§ QUOTED PASSAGE:
_ _ _ _ _

Upon my return to the NICU I was met by the doctor, fully expecting to hear he was still slowly improving and our course of treatment was following along nicely. To my shock he said, "How do you feel about going home?" I thought he was kicking me out of the NICU! Nope. Zach's virus level showed absolutely no virus in his system. I couldn't get him packed up fast enough. MIRACLES DO HAPPEN!
We became involved in the Early Intervention Program and began occupational therapy, physical therapy, and at about a year speech therapy was added. We found at five months that he did have a profound hearing loss in his left ear and a mild loss in his right. He was delayed in most of his milestones as he has hypotonic cerbal pasly, meaning he's very floppy and loose-jointed. And while his milestones were all delayed, he has caught up fairly well and he looks like any other kid, just clumsy and has poor balance. The hearing in his right ear appears to slowly be deteriorating and he does wear a hearing aid. Zach is an extremely smart little boy with some social difficulties and immaturities, but we've been blessed to have wonderful, supportive friends and family, doctors and therapists who love Zach for who he is and expect him to be no one else but himself. He does have ADHD and some sensory integration issues, to include very poor sleeping habits, although they have improved greatly in the past year or so. Zach also has the sweetest, purest, most innocent heart and soul of anyone you've ever met. He has never questioned who he is; he's perfectly happy and expects that we all should be as well.

_ _ _ _ _

§ DATASET RECORDS:
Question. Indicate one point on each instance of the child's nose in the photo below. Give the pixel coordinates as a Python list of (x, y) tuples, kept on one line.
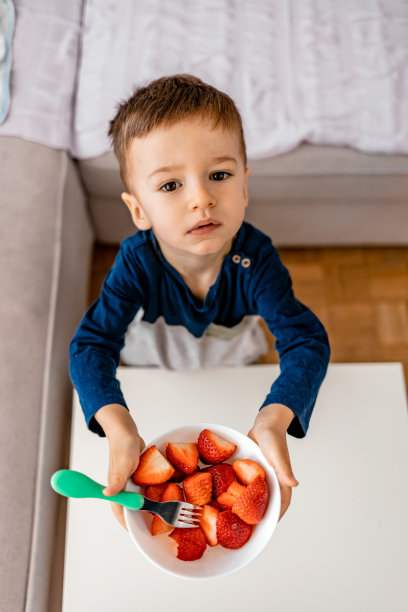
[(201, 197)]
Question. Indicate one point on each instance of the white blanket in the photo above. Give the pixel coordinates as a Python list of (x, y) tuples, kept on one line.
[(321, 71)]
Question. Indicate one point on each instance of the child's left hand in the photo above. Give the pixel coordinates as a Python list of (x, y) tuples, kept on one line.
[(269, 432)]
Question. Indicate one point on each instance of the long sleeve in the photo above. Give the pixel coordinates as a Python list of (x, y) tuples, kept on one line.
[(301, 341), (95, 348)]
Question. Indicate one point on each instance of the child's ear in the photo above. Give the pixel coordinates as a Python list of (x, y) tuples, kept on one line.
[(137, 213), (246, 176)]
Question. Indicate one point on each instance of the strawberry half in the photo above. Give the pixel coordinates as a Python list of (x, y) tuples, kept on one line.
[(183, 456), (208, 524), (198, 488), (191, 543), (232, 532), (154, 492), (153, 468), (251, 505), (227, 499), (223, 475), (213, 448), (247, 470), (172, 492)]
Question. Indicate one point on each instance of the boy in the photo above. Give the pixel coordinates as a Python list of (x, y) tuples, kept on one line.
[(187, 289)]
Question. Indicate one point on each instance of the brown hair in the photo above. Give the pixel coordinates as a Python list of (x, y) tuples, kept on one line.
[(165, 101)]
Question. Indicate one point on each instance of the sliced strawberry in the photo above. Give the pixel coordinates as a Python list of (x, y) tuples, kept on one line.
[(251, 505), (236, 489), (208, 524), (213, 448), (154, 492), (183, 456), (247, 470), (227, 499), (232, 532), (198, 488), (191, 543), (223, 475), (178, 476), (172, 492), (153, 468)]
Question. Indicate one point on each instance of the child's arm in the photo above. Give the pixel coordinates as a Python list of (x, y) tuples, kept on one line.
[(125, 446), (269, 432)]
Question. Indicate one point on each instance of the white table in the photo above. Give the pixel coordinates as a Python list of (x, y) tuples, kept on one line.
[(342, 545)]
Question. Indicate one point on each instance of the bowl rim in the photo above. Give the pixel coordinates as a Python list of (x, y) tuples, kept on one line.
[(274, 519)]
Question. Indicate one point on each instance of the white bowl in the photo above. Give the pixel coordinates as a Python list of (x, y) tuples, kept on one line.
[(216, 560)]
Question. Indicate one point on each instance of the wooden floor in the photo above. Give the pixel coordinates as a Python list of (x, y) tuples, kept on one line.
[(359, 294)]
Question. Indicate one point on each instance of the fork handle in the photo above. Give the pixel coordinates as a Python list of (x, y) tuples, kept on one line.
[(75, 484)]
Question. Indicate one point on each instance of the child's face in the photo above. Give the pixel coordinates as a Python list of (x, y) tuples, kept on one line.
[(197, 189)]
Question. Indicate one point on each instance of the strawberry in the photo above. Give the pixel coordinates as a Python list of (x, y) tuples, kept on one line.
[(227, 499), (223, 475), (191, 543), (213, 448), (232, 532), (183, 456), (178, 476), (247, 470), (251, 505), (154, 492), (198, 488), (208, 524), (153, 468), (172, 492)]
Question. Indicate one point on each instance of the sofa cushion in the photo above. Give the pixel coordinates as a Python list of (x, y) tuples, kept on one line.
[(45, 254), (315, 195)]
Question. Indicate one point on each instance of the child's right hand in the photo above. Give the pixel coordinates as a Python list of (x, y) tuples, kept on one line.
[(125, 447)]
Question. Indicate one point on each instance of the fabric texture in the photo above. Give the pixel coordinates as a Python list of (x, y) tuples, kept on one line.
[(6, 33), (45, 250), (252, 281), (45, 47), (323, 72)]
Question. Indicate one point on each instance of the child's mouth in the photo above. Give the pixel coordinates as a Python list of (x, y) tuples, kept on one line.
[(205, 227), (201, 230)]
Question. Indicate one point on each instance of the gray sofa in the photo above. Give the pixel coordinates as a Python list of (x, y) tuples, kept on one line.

_ _ _ _ _

§ PROBLEMS AND TASKS:
**a.** Answer these questions using the story about Zach:
(i) What did Zach's virus level show?
(ii) At what age was Zach's hearing loss found?
(iii) At about what age was speech therapy added?
**b.** Write out everything in the story about Zach from "Upon my return" down to "MIRACLES DO HAPPEN!", copied word for word.
**c.** List every kind of therapy the story about Zach says he received.
The entries aren't needed for anything here.

§ COMPLETED EXERCISE:
**a.**
(i) It showed no virus at all in his system.
(ii) At five months.
(iii) At about a year.

**b.**
Upon my return to the NICU I was met by the doctor, fully expecting to hear he was still slowly improving and our course of treatment was following along nicely. To my shock he said, "How do you feel about going home?" I thought he was kicking me out of the NICU! Nope. Zach's virus level showed absolutely no virus in his system. I couldn't get him packed up fast enough. MIRACLES DO HAPPEN!

**c.**
Occupational therapy
Physical therapy
Speech therapy